_What is asked:_ Format the rows in the stretch from the line containing "suit collar, returned" through the line containing "[[572, 313], [580, 426], [355, 400]]" as a two-column CSV with the headers request and response. Give one CSV line per row, putting its text and its answer each in a single quoted field with line breaks turned into spaces.
•••••
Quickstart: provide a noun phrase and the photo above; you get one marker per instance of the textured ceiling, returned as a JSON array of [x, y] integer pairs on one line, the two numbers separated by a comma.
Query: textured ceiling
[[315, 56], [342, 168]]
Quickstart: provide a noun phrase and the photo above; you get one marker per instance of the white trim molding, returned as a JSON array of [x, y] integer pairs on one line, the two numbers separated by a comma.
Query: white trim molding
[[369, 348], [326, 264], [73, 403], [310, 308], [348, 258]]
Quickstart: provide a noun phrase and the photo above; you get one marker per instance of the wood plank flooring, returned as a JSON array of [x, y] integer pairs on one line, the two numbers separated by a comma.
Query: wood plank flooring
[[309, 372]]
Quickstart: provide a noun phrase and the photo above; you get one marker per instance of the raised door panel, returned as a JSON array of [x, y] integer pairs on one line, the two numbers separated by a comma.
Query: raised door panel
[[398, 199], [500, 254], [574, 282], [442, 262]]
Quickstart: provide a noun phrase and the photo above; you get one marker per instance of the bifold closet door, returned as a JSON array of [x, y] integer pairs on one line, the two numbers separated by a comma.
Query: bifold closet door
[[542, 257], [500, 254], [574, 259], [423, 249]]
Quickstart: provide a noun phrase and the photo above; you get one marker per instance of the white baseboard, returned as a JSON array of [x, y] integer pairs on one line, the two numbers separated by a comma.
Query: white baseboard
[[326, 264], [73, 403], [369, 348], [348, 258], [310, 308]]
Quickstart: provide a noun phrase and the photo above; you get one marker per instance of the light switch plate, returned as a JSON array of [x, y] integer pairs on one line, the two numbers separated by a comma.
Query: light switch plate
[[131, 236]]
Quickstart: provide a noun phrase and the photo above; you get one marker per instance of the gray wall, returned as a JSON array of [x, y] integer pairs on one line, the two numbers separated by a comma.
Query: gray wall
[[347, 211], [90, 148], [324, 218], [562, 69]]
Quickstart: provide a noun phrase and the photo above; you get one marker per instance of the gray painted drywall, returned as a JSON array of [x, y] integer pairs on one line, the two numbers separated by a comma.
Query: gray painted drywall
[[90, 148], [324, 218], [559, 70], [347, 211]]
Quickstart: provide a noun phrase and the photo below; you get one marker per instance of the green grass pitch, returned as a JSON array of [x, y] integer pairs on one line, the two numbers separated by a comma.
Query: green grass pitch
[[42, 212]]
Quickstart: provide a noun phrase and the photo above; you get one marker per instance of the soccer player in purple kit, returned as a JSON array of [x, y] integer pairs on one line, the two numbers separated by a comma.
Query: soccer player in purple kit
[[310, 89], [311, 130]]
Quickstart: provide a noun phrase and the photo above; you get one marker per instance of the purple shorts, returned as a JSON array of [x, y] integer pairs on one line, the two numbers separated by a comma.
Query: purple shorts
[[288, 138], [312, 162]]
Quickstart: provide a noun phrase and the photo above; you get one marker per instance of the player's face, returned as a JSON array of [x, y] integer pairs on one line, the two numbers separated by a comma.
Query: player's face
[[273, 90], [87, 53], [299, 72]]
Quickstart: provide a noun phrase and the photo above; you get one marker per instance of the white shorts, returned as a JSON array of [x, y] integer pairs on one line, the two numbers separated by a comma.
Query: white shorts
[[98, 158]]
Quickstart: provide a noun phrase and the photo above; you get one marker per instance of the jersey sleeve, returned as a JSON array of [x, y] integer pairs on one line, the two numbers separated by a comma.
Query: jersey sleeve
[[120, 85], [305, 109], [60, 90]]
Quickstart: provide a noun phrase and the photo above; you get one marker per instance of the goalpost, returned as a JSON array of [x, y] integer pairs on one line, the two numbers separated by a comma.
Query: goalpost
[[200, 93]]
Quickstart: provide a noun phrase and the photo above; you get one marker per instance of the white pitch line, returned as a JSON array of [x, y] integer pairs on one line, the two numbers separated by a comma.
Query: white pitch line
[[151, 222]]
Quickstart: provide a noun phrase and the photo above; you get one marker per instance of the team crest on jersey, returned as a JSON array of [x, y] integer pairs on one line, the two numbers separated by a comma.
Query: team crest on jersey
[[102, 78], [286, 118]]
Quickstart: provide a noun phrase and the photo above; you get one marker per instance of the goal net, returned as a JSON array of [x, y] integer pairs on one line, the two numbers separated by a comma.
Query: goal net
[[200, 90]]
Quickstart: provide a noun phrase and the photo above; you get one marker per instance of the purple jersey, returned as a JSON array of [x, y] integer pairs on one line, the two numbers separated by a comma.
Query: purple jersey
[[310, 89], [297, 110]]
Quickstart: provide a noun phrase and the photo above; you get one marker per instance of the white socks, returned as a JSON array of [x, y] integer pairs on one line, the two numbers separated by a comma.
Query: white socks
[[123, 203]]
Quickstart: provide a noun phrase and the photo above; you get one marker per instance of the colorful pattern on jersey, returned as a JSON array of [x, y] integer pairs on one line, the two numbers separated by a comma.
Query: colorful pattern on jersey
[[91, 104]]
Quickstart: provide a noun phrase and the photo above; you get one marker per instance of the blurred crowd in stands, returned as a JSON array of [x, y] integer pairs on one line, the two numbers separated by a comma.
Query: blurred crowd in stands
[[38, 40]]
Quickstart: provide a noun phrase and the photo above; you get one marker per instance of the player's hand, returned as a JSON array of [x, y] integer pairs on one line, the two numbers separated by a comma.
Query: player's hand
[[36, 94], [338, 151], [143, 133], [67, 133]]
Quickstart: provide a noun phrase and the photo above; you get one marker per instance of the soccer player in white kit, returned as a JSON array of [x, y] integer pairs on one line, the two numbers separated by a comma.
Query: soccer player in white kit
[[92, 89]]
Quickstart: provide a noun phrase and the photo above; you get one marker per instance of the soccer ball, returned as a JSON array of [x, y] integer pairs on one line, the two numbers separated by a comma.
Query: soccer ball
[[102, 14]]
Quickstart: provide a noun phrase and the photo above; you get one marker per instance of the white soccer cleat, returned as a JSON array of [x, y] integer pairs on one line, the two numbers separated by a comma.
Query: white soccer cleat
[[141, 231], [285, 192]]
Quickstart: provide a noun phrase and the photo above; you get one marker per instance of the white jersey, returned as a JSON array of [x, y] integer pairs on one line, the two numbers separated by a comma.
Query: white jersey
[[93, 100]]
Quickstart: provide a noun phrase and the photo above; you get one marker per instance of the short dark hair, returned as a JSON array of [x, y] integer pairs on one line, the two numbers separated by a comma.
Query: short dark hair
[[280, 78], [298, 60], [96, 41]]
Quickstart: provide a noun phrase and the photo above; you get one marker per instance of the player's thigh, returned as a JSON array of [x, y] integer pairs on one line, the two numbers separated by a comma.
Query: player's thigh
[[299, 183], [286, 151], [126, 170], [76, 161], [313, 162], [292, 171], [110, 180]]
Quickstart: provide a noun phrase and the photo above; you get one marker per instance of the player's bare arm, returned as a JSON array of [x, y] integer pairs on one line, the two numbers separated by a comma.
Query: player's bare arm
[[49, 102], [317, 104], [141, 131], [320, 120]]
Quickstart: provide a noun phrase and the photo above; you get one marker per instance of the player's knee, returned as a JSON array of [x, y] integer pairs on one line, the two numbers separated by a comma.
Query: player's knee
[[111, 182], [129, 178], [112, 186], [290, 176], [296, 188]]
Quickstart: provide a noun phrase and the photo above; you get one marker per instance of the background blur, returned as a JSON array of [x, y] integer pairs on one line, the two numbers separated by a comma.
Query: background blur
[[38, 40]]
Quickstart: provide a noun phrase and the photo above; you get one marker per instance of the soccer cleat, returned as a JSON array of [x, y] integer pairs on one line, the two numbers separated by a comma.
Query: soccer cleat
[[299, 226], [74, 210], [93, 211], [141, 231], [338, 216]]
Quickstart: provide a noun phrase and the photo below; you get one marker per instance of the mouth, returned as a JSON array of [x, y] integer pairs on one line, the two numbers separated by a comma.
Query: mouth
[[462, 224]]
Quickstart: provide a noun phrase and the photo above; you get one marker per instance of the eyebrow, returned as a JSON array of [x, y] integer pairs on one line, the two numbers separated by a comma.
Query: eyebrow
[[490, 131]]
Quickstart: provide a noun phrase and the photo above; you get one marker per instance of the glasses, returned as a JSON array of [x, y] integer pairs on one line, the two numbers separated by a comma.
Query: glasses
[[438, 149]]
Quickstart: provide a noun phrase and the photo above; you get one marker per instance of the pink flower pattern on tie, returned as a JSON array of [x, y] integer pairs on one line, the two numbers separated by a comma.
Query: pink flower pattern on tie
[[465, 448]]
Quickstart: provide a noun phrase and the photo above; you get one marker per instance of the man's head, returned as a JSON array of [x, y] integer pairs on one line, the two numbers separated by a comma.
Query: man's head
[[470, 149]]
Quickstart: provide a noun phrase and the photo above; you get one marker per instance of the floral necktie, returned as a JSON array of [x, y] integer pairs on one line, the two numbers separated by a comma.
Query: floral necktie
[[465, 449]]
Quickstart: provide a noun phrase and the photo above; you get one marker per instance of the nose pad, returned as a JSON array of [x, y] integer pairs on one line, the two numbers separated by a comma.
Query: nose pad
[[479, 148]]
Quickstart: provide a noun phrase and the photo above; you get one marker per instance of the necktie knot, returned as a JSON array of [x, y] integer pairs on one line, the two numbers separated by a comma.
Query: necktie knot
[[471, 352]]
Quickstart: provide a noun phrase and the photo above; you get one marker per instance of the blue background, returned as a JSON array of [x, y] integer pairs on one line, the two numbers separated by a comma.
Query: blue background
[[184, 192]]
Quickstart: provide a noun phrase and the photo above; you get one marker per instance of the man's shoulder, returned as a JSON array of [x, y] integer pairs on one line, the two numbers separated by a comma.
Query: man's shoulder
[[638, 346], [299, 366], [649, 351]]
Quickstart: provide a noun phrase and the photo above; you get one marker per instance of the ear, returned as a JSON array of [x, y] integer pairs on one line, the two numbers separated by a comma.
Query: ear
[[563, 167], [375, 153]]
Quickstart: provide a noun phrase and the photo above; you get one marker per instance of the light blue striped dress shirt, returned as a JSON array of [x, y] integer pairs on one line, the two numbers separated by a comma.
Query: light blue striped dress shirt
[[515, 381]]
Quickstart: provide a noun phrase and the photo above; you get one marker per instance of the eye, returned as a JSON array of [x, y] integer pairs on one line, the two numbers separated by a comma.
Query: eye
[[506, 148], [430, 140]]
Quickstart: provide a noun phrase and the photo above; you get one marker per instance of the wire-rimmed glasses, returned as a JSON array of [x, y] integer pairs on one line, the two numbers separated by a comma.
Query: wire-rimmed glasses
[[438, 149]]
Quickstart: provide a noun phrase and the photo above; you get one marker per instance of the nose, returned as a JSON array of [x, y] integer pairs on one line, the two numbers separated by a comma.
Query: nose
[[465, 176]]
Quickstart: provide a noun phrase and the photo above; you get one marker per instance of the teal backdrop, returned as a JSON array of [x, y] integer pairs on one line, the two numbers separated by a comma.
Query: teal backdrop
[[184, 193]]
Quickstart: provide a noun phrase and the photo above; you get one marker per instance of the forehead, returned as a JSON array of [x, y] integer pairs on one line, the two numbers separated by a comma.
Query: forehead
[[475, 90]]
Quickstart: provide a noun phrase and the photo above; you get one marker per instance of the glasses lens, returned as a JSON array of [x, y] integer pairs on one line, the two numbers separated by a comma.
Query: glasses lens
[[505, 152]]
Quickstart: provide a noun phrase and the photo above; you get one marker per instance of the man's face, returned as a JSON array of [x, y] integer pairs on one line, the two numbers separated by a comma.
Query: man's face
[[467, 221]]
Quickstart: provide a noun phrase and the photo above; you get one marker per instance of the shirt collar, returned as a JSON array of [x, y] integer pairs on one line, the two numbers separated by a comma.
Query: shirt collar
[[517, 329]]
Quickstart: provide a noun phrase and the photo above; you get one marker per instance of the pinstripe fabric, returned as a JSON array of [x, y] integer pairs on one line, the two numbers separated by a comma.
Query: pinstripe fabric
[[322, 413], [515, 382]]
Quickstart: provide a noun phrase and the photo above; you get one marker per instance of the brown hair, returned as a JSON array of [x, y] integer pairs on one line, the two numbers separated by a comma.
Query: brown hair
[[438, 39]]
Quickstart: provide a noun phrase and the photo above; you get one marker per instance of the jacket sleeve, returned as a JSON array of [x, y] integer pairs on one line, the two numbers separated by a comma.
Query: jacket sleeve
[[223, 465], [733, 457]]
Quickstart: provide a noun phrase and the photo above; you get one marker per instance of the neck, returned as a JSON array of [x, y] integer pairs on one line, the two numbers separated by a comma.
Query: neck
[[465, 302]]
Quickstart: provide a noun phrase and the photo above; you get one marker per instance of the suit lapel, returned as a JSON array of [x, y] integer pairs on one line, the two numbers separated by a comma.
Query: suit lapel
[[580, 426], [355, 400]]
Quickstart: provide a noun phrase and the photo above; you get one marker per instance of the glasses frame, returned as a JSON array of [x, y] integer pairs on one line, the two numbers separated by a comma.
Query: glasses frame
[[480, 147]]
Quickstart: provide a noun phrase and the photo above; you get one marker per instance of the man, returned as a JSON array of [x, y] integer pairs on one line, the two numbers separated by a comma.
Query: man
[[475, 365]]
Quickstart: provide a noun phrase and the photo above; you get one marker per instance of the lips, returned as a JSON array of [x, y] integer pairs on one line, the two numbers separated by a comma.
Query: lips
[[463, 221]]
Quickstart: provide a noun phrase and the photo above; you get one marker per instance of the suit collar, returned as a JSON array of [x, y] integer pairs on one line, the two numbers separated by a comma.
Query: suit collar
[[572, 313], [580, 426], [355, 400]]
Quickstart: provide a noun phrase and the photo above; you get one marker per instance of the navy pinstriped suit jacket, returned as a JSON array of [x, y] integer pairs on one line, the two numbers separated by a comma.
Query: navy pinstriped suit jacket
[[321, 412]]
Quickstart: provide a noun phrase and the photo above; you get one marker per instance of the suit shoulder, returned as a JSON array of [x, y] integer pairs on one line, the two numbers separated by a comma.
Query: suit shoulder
•••••
_Final result:_
request,response
"Quickstart: provide a noun phrase and the photo above; you get one marker per instance of the suit collar, returned as a JSON array of [x, y] integer pairs on one line, the two numbers separated by a comma. Query: suit collar","[[572, 313], [580, 426], [355, 400]]"